YOUR OBJECTIVE –
For this exercise, retype every record below exactly and keep the pictures out.

START TASK MATERIAL

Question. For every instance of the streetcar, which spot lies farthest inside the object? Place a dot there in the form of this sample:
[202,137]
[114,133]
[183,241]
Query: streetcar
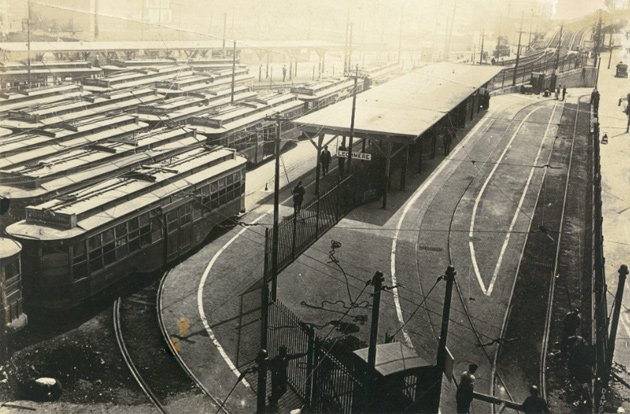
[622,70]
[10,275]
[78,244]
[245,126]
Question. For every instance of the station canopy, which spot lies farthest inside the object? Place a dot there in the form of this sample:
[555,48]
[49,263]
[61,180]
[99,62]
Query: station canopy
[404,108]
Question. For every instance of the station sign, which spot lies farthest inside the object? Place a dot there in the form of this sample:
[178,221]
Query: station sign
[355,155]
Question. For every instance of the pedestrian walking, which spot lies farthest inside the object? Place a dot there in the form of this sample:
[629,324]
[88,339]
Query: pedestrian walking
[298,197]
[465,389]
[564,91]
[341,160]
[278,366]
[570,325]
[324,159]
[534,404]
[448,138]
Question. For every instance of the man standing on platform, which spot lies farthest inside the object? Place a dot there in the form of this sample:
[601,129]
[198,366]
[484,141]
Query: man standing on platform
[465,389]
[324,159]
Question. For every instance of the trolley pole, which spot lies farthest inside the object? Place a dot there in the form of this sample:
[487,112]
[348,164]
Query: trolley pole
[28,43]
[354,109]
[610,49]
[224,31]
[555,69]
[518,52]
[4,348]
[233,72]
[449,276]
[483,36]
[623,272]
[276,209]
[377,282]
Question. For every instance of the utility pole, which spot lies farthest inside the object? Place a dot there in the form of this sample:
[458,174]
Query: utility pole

END TASK MATERIAL

EXERCISE RESPONSE –
Question. For every instance of the streetcar, which spot lies farthest inside the object? Place a dot there in the form of this sample:
[202,137]
[114,133]
[183,241]
Query: streetcar
[622,70]
[10,275]
[78,244]
[245,126]
Question. For every instance of the station canopy, which spot lies farthest inside the object? Place a dot there in the form of this sample:
[555,48]
[49,263]
[61,180]
[99,62]
Query: station canopy
[404,108]
Question. For every instance of the station sign, which spot lies farthest inside the object? Place a dot there in the form of this sample:
[178,221]
Query: station sign
[355,155]
Question. For every instance of the pedestrian walking, which spot lies farthest inside the object? Place a dot there in the form of this sample:
[629,324]
[88,339]
Query: pedestrian walking
[298,197]
[465,389]
[564,91]
[341,160]
[278,366]
[570,325]
[324,159]
[534,404]
[448,138]
Question. For every instance of the man standing on platform, which spot lies farthest inside the object? Place a dot there in the form of this sample:
[601,129]
[198,366]
[484,141]
Query: man standing on platform
[465,389]
[324,159]
Question. For every instance of the trolley pole, which spot lies farthest inside the object? Place a dot there in the form of this sample:
[487,112]
[348,164]
Query: trolley pole
[28,43]
[354,109]
[610,49]
[224,31]
[555,69]
[518,52]
[4,348]
[233,72]
[449,276]
[483,36]
[623,272]
[276,209]
[377,282]
Question. For every instance of the utility pole, which spot lies farthest inside the object? Place a dot there in the form of this sample:
[458,174]
Query: utility pole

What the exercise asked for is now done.